• Aim of the exercise
How many lines in the items below contain the word "metal"? Reply with the number alone.

Dataset rows on where objects appear
________________

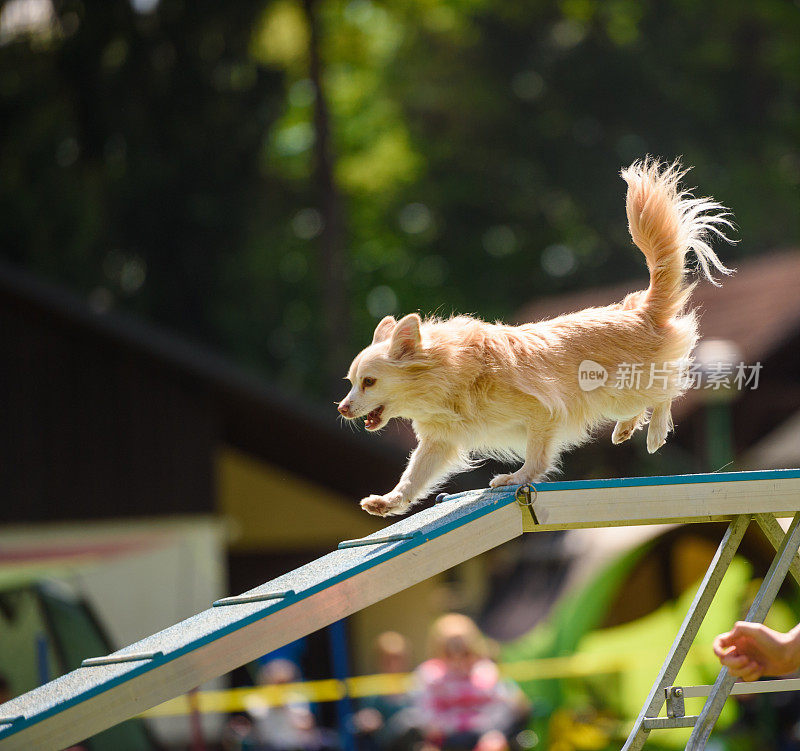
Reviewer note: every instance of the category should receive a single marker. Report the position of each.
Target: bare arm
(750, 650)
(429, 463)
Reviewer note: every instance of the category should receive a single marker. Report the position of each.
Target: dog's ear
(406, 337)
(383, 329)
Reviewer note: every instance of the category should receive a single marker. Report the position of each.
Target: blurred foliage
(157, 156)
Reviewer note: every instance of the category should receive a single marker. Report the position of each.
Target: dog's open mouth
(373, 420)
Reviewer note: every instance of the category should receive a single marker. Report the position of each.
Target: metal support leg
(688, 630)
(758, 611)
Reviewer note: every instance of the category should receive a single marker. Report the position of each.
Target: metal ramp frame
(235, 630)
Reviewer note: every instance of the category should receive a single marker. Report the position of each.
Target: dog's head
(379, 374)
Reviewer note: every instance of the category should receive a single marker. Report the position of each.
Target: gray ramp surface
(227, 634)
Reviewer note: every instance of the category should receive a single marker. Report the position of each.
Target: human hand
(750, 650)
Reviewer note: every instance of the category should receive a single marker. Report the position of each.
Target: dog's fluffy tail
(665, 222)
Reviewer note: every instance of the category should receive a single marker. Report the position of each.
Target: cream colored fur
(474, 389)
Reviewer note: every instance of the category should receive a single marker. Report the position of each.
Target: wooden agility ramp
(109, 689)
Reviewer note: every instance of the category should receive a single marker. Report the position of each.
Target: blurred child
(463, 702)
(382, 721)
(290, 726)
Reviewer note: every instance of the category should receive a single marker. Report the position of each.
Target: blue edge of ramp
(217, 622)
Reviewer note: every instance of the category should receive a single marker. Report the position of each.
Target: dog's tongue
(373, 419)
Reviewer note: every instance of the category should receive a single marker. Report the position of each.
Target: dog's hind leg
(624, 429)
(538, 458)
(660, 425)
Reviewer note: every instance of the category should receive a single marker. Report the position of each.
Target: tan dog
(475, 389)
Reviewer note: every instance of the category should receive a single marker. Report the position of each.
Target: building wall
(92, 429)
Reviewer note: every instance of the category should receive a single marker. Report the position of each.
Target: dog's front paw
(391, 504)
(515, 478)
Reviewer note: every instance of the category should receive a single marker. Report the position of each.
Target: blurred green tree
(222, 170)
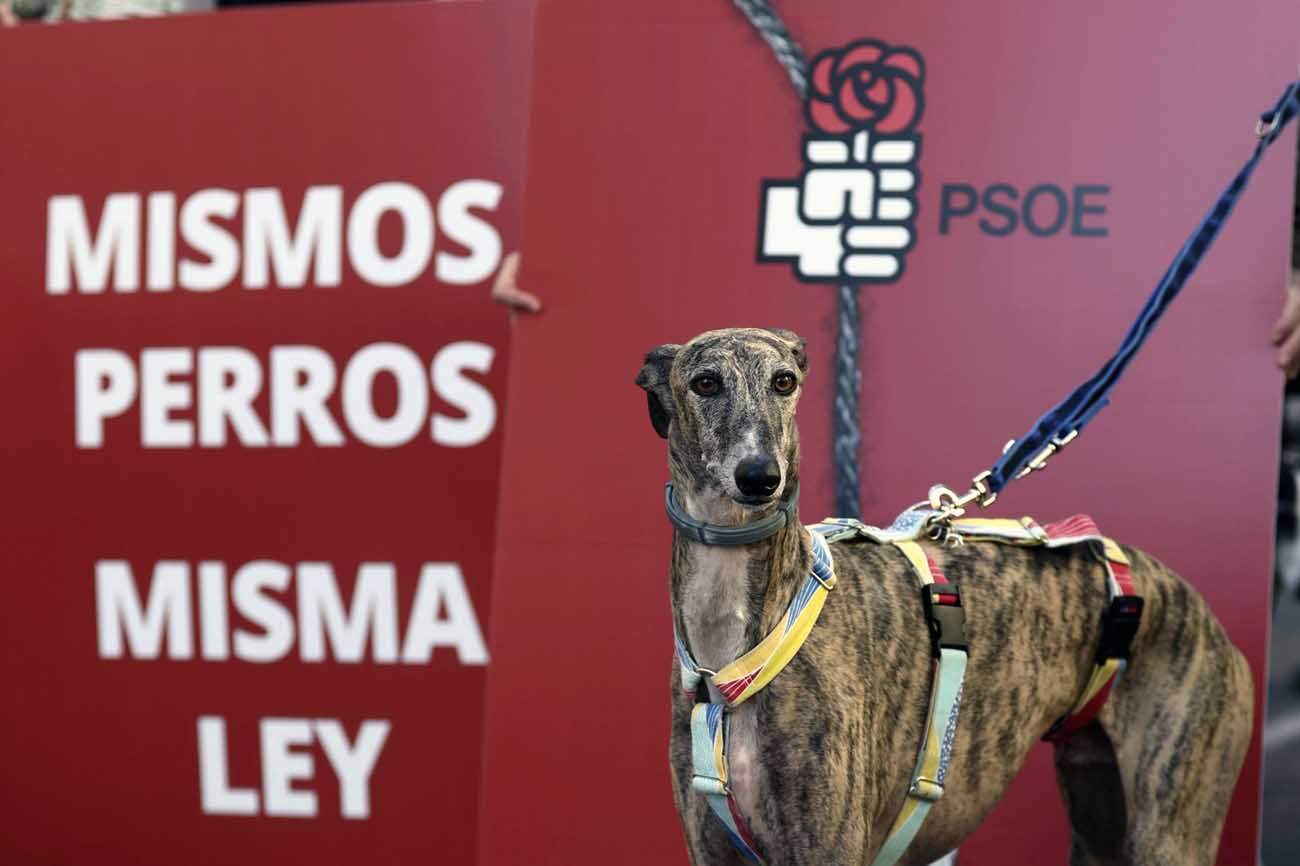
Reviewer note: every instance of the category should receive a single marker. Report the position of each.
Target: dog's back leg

________________

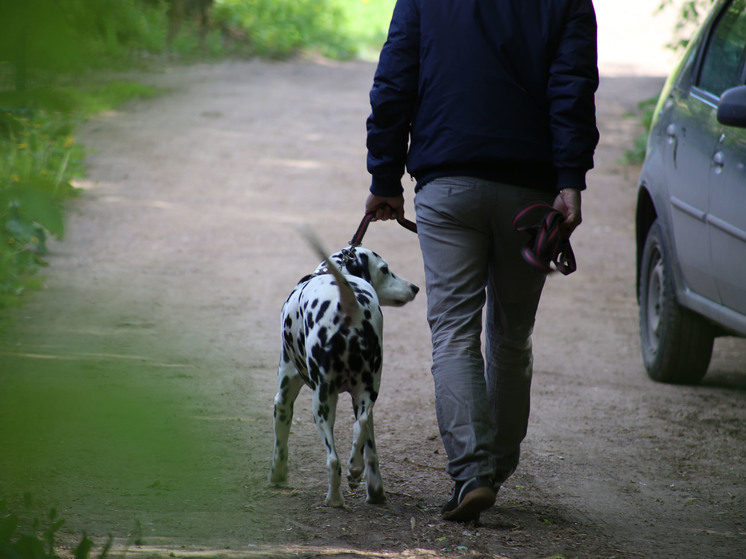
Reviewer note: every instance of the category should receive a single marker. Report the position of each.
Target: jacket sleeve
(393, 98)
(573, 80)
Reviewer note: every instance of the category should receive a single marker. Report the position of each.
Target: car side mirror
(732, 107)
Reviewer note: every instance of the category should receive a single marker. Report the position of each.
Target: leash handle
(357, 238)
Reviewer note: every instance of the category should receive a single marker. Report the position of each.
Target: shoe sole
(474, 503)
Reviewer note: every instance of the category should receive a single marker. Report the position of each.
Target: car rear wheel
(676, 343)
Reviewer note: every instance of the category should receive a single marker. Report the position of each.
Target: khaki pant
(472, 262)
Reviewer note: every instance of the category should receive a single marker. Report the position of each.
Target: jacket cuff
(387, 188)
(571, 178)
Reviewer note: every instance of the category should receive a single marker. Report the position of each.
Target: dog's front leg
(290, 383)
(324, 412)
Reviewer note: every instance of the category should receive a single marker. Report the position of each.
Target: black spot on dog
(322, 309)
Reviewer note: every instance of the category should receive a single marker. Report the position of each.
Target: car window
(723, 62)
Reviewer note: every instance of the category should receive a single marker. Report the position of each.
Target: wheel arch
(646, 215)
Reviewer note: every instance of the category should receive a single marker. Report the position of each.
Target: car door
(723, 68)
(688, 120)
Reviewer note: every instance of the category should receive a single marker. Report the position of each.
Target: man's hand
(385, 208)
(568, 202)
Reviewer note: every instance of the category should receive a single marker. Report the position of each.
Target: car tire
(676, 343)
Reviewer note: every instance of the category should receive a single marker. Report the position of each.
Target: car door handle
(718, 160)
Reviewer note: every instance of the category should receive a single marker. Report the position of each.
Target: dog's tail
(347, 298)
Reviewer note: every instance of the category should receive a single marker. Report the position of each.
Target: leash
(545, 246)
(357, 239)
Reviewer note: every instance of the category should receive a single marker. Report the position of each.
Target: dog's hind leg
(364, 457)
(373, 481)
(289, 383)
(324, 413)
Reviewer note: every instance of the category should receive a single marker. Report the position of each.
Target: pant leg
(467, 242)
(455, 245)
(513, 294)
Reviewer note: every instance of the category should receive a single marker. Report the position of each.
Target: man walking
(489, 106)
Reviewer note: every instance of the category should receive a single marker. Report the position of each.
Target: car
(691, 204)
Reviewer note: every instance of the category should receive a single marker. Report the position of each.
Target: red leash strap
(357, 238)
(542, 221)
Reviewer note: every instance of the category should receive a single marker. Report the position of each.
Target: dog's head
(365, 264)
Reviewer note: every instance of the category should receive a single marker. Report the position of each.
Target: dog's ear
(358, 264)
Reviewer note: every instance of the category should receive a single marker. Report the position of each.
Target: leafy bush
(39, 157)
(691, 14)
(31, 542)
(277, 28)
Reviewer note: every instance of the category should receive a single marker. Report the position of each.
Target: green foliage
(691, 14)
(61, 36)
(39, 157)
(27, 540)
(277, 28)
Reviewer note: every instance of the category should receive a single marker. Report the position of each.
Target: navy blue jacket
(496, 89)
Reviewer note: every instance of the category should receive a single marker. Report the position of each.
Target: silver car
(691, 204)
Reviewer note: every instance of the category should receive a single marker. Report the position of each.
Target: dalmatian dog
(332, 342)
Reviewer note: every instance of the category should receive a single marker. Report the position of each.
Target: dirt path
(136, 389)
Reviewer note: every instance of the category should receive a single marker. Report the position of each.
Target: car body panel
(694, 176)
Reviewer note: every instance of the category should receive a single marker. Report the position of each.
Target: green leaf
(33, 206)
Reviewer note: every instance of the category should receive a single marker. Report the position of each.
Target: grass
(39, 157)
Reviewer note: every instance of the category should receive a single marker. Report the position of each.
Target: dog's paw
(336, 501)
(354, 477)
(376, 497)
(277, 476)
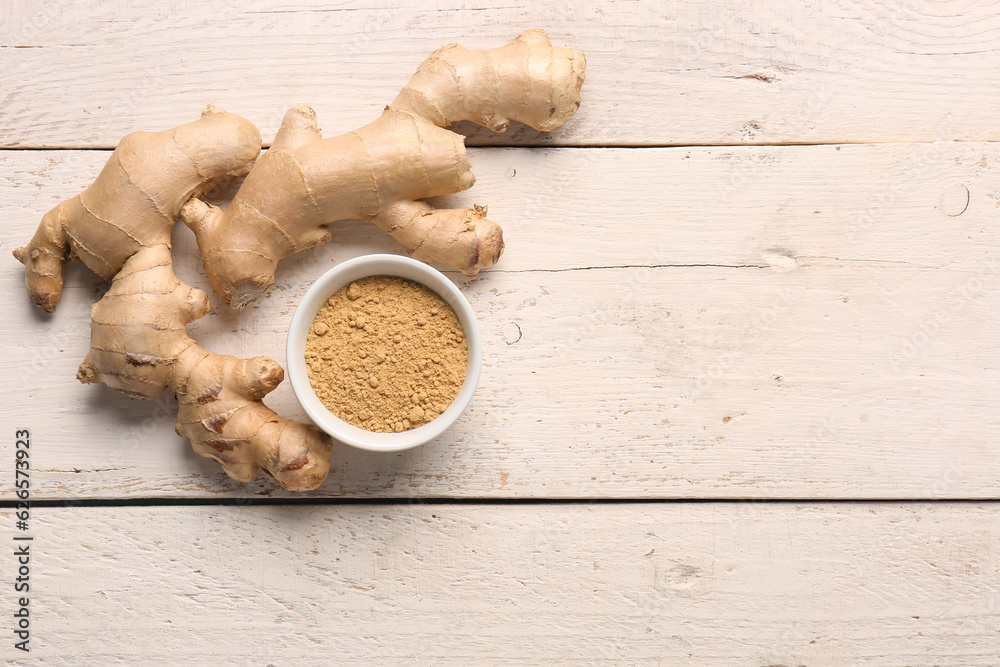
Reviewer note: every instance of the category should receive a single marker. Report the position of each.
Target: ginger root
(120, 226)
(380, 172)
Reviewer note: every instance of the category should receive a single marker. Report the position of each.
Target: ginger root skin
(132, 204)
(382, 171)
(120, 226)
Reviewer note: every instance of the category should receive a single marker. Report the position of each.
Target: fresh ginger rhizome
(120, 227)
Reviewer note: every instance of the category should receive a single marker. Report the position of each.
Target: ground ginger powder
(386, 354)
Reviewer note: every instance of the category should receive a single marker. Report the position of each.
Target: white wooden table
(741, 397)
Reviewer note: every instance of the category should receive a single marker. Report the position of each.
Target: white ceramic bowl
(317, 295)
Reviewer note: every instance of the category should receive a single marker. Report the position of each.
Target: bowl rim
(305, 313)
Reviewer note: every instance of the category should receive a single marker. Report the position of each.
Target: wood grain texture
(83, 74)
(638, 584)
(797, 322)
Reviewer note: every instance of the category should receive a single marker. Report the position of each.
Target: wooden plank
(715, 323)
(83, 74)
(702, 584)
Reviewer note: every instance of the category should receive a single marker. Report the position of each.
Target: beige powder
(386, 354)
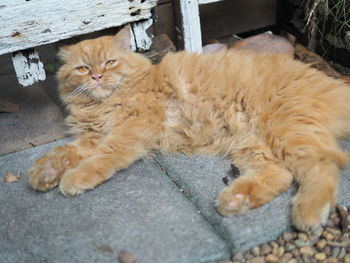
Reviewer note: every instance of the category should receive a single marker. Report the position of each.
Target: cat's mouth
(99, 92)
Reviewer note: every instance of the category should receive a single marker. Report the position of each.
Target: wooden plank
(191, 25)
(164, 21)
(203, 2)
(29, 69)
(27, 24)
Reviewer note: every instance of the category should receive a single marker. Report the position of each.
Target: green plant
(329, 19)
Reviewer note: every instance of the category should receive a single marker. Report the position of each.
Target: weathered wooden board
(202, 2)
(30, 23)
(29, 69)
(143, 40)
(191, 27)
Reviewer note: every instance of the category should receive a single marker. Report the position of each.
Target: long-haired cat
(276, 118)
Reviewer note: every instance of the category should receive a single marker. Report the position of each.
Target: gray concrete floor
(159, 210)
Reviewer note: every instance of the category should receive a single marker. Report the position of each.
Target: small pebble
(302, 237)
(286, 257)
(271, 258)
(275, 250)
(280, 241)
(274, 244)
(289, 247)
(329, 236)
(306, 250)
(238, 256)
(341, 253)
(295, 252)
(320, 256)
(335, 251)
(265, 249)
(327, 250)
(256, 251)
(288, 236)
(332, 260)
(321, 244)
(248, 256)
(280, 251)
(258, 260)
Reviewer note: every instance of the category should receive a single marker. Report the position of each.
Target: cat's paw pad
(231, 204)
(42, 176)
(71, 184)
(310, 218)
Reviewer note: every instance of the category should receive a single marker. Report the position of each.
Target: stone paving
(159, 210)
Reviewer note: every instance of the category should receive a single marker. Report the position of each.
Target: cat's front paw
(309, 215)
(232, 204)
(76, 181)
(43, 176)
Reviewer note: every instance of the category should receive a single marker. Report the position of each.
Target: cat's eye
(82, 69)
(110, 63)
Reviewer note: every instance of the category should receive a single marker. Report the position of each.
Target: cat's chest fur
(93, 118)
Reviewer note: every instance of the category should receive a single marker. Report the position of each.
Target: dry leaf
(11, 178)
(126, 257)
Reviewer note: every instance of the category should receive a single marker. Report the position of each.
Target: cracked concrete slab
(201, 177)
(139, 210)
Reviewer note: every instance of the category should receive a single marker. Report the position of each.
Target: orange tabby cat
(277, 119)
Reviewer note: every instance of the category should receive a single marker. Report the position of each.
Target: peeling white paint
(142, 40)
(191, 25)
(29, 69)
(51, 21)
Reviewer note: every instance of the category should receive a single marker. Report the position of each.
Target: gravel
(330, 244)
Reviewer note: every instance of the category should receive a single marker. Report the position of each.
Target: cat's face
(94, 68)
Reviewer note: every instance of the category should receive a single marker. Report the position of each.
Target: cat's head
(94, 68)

________________

• Task result
2